• Text block:
□ □ □ □ □ □ □
March 31, 2006 By Helen Pearson This article courtesy of Nature News.

Experts call for focus on fertilizing exhausted earth.

African countries must boost the fertility of the soil underfoot if they want to fill empty bellies, said a group of dignitaries gathered in New York City this week.

"Our quest is to nourish Africa's soils and feed the continent," said President Olusegun Obasanjo of Nigeria at a press conference held to draw attention to the continent's barren soil. He is part of an advisory panel who met to launch the Africa Fertilizer Summit, a meeting that will be held in Abuja, Nigeria, from 9-13 June.

Although drought may be the best known barrier to successful crops in Africa, the poor soils are a huge part of the equation. Farmland in Africa has been robbed of chemicals such as nitrogen, phosphorus and potassium, which are vital for plant growth. And these have not been replaced with organic and chemical fertilizers, as they are in most other countries, because of the expense.
□ □ □ □ □ □ □
• Provided material:
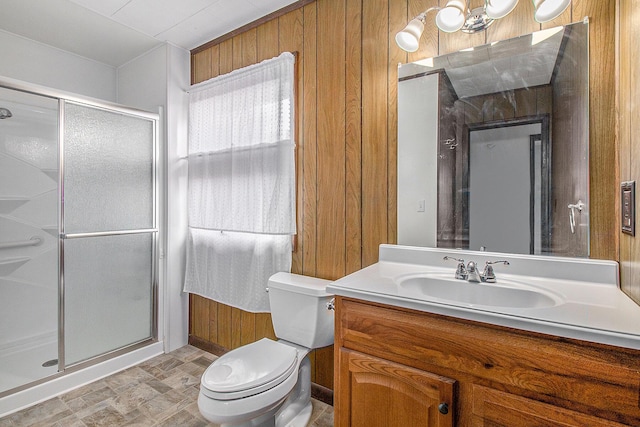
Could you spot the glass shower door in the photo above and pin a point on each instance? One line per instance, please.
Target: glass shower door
(108, 230)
□ □ □ □ □ □ □
• Exercise brief: Pick up the article on Africa's depleted farmland soils after its final sentence and keep writing it.

• Exercise output:
The nutrient-starved soils have become one of the major factors preventing the 200 million malnourished people in the continent from growing enough food to eat and sell. "Poor soil fertility is the fundamental cause for low agricultural production in hunger-endemic areas," notes Alfred Hartemink of World Soil Information (ISRIC) in Wageningen, The Netherlands.

Three-quarters degraded

Researchers at the meeting presented a comprehensive report, by Julio Henao and Carlos Baanante of the International Center for Soil Fertility and Agricultural Development (IFDC), that paints a bleak picture of the situation.

In their analysis, the researchers totted up the nutrients that feed the soil, and subtracted losses from leaching, volatilization, erosion and crop uptake. They plugged these numbers, which differ from region to region, into a computer model to come up with a picture for the entire continent over time.

The study showed that around three-quarters of the continent's land is severely degraded of nutrients, with many regions losing as much as 60 kilograms per hectare each year. As a result, the production of cereals in sub-Saharan Africa has stagnated at one tonne per hectare compared with around three tonnes in the rest of the world, the report says.

No easy cure

"Dumping fertilizers alone will not help," warns agricultural scientist Rattan Lal of Ohio State University, Columbus, because most of them will wash away or evaporate from cement-hard, hot ground.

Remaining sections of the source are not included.